[Saved entries]
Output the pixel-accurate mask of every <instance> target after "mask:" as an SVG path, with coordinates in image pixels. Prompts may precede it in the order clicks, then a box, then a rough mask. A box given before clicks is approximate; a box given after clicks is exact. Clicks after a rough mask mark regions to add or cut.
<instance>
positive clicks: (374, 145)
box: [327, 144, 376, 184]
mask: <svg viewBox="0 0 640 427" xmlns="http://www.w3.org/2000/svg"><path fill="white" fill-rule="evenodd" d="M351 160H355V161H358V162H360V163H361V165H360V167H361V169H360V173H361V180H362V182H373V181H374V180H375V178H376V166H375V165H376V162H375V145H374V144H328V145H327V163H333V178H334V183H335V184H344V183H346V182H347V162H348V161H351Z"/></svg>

| Work task |
Reproduce each of the records above verbatim, keeping every line intact and in its original order.

| Finished task |
Output the pixel-accurate mask of every <instance> target after "mask:" as an SVG path, with coordinates in image pixels. Prompts may precede it in the order clicks, then a box, then a rough mask. A box given before clicks is approximate; a box given after clicks is exact. Clicks after a rough mask mark regions to add or cut.
<instance>
positive clicks: (374, 145)
box: [327, 144, 376, 184]
mask: <svg viewBox="0 0 640 427" xmlns="http://www.w3.org/2000/svg"><path fill="white" fill-rule="evenodd" d="M351 160H355V161H358V162H360V163H361V165H360V167H361V169H360V173H361V180H362V182H373V181H374V180H375V178H376V166H375V165H376V162H375V145H374V144H328V145H327V163H333V178H334V183H335V184H344V183H346V182H347V162H348V161H351Z"/></svg>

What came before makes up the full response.